[WORK REQUEST]:
Would you pull out every line of the material that contains the string "frame"?

[EXCERPTED DATA]:
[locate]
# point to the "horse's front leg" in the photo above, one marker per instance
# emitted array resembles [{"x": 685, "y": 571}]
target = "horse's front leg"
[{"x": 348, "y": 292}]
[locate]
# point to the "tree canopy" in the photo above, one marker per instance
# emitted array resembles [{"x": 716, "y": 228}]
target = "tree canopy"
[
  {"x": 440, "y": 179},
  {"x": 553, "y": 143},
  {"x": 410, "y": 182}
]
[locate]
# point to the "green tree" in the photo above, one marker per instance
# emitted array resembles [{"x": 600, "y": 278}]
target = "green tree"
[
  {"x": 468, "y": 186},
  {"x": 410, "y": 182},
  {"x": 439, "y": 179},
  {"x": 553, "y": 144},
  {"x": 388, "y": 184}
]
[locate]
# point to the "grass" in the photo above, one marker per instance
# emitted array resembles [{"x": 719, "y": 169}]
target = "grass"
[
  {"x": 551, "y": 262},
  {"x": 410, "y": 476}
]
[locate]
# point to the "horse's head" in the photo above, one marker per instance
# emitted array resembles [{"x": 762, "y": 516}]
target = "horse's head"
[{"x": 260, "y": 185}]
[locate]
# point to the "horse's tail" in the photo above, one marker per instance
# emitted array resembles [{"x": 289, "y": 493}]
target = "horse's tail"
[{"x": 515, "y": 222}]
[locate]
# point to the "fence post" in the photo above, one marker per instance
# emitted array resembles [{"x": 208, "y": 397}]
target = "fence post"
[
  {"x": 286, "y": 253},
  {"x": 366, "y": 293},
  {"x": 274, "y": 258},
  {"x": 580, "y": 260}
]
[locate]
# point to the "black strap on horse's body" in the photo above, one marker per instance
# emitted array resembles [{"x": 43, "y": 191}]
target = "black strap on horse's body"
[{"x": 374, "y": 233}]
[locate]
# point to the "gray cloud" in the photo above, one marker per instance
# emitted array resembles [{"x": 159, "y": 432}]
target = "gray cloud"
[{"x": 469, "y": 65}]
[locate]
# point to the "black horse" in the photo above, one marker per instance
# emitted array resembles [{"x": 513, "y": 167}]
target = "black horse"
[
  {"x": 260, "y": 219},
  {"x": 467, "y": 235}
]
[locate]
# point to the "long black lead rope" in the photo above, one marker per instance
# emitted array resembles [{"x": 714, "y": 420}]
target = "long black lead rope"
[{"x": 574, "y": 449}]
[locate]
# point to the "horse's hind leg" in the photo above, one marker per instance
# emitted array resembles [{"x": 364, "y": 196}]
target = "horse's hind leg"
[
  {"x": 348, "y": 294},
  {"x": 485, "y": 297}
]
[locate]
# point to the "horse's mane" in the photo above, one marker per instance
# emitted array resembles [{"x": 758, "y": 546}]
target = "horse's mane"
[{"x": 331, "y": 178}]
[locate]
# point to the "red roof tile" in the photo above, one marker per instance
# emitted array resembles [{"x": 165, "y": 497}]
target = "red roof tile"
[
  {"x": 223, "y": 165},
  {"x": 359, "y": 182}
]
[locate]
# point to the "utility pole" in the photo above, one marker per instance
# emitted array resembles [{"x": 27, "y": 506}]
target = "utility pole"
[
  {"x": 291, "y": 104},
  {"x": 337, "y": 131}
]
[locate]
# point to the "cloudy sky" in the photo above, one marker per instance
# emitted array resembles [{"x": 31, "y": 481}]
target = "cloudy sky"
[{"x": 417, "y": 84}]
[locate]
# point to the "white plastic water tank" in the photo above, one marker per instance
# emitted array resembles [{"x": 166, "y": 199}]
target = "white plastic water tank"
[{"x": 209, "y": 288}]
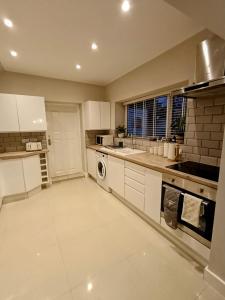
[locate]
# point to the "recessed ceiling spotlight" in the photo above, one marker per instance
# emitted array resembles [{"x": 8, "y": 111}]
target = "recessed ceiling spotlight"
[
  {"x": 13, "y": 53},
  {"x": 8, "y": 23},
  {"x": 125, "y": 6},
  {"x": 94, "y": 46}
]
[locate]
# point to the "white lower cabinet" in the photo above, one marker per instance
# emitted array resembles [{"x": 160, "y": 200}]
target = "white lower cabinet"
[
  {"x": 116, "y": 175},
  {"x": 153, "y": 186},
  {"x": 91, "y": 162},
  {"x": 135, "y": 185},
  {"x": 12, "y": 177},
  {"x": 134, "y": 197},
  {"x": 32, "y": 172},
  {"x": 18, "y": 176}
]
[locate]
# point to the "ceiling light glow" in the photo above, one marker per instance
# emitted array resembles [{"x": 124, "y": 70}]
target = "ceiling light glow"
[
  {"x": 13, "y": 53},
  {"x": 8, "y": 23},
  {"x": 125, "y": 6},
  {"x": 94, "y": 46}
]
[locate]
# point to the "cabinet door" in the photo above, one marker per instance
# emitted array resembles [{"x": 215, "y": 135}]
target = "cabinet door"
[
  {"x": 135, "y": 197},
  {"x": 92, "y": 115},
  {"x": 91, "y": 162},
  {"x": 32, "y": 172},
  {"x": 116, "y": 175},
  {"x": 12, "y": 177},
  {"x": 105, "y": 115},
  {"x": 8, "y": 113},
  {"x": 31, "y": 113},
  {"x": 153, "y": 188}
]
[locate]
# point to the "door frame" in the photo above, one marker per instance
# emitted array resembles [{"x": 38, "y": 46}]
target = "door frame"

[SOLUTION TO THIS EXERCISE]:
# point to the "door frame" in the photo above, one marker per instance
target = "door frame"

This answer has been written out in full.